OBJECTIVE: Please change every "countertop" in the entries below to "work surface" and leave everything else as it is.

RECORD LIST:
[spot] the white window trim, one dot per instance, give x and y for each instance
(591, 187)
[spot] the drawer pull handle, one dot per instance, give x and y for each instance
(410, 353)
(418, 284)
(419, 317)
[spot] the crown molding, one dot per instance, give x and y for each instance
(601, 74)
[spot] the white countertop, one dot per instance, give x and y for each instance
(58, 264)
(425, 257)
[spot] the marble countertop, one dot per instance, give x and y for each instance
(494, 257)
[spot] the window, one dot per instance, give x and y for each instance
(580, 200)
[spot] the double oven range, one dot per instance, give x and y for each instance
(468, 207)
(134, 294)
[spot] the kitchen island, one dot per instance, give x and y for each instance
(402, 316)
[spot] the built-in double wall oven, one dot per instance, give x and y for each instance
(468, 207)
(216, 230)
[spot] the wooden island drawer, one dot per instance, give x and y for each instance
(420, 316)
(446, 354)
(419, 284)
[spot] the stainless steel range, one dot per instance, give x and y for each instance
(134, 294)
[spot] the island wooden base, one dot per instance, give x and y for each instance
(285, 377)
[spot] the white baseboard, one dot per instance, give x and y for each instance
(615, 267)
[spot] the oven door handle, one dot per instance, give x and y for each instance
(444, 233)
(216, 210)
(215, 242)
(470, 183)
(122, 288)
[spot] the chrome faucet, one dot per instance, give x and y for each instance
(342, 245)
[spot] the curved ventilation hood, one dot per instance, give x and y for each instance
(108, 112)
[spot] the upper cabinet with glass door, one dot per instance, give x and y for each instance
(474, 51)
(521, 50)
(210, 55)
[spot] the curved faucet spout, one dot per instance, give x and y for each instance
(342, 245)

RESPONSE BELOW:
[spot] the white window trim, one dot per instance, give x and y for each instance
(591, 187)
[spot] the drawer pull handle, one dot per instance, give x and y for each instance
(410, 353)
(418, 284)
(419, 317)
[spot] the crown molding, one dot per instance, give x and y for each instance
(601, 74)
[spot] the white work surface, one dot per instance, give x and y for each instance
(58, 264)
(425, 257)
[spot] the marble work surface, one dot per instance, give x and y for each instance
(494, 257)
[spot] the window, one dot per instance, give x and y for each instance
(580, 200)
[spot] the double oven range, one dot per instance, give x and y for each instance
(468, 207)
(134, 294)
[spot] the kitchen island, one dot per instance, give x and y for each instance
(402, 316)
[spot] the built-in double wall oven, one dot per instance, give x and y for each instance
(468, 207)
(216, 230)
[spot] the wooden island drawer, one dot per instance, give x and y for each instance
(420, 316)
(446, 354)
(419, 284)
[spot] the stainless steel range, one dot per instance, give x and y for each instance
(134, 294)
[spot] the island wooden base, one dot per instance, give x and y for each instance
(285, 377)
[spot] the white baseboard, one dot per instance, give x and y for each instance
(615, 267)
[spot] the oven door handle, one dot per instance, give x and y for each instance
(444, 233)
(216, 210)
(215, 242)
(470, 183)
(122, 288)
[spot] the chrome faucet, one dot per instance, give x and y for each instance
(342, 245)
[spot] the curved ventilation hood, one dot per instance, give x and y for each instance
(108, 112)
[spot] the upper cabinet with glass door, one dot per instance, give x and y for each instance
(474, 51)
(521, 50)
(210, 55)
[spot] the curved faucet spout, one dot per instance, give x and y for each instance
(342, 245)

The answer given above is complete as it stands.